- TASK OBJECTIVE
Transcribe the data that follows precisely, omitting nothing.

════════════════════

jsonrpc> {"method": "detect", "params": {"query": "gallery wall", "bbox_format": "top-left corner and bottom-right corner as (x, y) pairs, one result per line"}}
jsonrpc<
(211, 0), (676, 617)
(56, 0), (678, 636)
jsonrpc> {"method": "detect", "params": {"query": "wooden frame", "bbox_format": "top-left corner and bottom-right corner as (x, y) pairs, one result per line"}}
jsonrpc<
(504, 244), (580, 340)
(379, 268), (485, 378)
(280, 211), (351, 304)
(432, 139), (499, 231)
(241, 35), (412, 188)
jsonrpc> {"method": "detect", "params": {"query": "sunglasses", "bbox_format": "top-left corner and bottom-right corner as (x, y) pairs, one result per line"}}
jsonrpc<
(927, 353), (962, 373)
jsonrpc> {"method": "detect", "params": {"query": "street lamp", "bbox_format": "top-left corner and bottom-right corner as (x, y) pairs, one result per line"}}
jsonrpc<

════════════════════

- ANSWER FOR THE TASK
jsonrpc> {"method": "detect", "params": {"query": "gallery wall", "bbox_format": "top-left corner and bottom-right corner as (x, y) pairs, one result per line"}}
jsonrpc<
(211, 0), (676, 617)
(56, 0), (678, 636)
jsonrpc> {"method": "detect", "params": {"query": "wooden frame", "bbox_format": "top-left corner and bottom-right corner as (x, y) pairs, one result per line"}}
jsonrpc<
(504, 244), (580, 340)
(379, 268), (485, 378)
(280, 211), (351, 304)
(432, 139), (499, 231)
(241, 35), (412, 188)
jsonrpc> {"method": "detect", "params": {"query": "sunglasses", "bbox_format": "top-left corner and bottom-right corner as (x, y) pairs, one result per line"}}
jsonrpc<
(927, 353), (962, 373)
jsonrpc> {"method": "detect", "params": {"query": "street lamp", "bbox_format": "top-left corner and bottom-right corner as (x, y) pairs, one result per line"}}
jsonrpc<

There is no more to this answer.